_課題 a_:
燃料電池の触媒についての本文を読み、次の問いに答えてください。
(i) 燃料電池が高いエネルギー変換効率を示すのは、何の制約を受けないからとされていますか。
(ii) 密度汎関数法は、通常どのような条件の対象を計算する方法だと書かれていますか。
(iii) 本発明の触媒微粒子で、表面にある白金原子の酸化数はいくつとされていますか。
^^^^^^^^
本発明は、燃料電池電極用触媒微粒子、及び当該触媒微粒子を含む膜・電極接合体に関する。
燃料電池は、燃料と酸化剤を電気的に接続された2つの電極に供給し、電気化学的に燃料の酸化を起こさせることで、化学エネルギーを直接電気エネルギーに変換する。火力発電とは異なり、燃料電池はカルノーサイクルの制約を受けないので、高いエネルギー変換効率を示す。燃料電池は、通常、電解質膜を一対の電極で挟持した膜・電極接合体を基本構造とする単セルを複数積層して構成されている。
従来、燃料電池のアノード及びカソードの電極触媒として、担持白金及び白金合金材料が採用されてきた。しかし、現在の最新技術の電極触媒に必要な量の白金は、燃料電池の大量生産を商業的に実現可能にするには依然として高価である。したがって、白金をより安価な金属と組み合わせることにより、燃料電池カソード及びアノードに含まれる白金の量を減らす研究がなされてきた。
白金とより安価な金属との組み合わせの研究の1つとして、白金の単原子層をパラジウムナノ粒子上に堆積させる研究がある。このような研究を応用した技術として、特許文献1には、白金以外の金属原子又は白金以外の金属原子による合金からなり且つ所定の平均粒径を有するコア粒子と、このコア粒子の表面に白金により形成され且つ所定の平均厚さを有するシェル層とを有する金属粒子が導電性担体に担持された白金含有触媒が開示されている。また、特許文献1の明細書の段落[0235]−[0264]には、当該白金含有触媒中の白金の電子状態の計算方法及び計算結果が記載されている。
特開2011−072981号公報
上記特許文献1の明細書の段落[0235]には、白金含有触媒の電子状態を計算するに当たり、密度汎関数法を用いることが記載されている。しかし、密度汎関数法は、通常、絶対零度かつ真空雰囲気下の対象を計算する方法である。一方、燃料電池環境下における実際の白金の電子状態は、燃料電池の運転温度、燃料電池の雰囲気、燃料電池の作動電位により大きく変化する。したがって、上記特許文献1に記載された方法は、実際の燃料電池環境下における白金の電子状態を精確に反映したものではない。
本発明は、上記実状を鑑みて成し遂げられたものであり、燃料電池電極用触媒微粒子、及び当該触媒微粒子を含む膜・電極接合体を提供することを目的とする。
本発明の燃料電池電極用触媒微粒子は、中心粒子、及び、当該中心粒子を被覆し且つ白金を含む最外層を備える燃料電池電極用触媒微粒子であって、1気圧の純酸素雰囲気下、且つ、0.9V以下の電圧下における、表面に存在する白金原子の酸化数が0〜0.25であることを特徴とする。
^^^^^^^^
_課題 b_: 下の行すべてで「weathered stone surface」を「eroded rock face」に置き換え、ほかは一切変えずに書き直してください。
^^^^^^^^
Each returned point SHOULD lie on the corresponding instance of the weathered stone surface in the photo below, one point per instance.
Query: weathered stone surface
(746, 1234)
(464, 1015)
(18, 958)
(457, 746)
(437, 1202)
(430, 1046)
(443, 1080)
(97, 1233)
^^^^^^^^
_回答 a_:
(i) カルノーサイクルの制約
(ii) 絶対零度かつ真空雰囲気下の対象
(iii) 0〜0.25(1気圧の純酸素雰囲気下、0.9V以下の電圧下)

_回答 b_:
Each returned point SHOULD lie on the corresponding instance of the eroded rock face in the photo below, one point per instance.
Query: eroded rock face
(746, 1234)
(464, 1015)
(18, 958)
(457, 746)
(437, 1202)
(430, 1046)
(443, 1080)
(97, 1233)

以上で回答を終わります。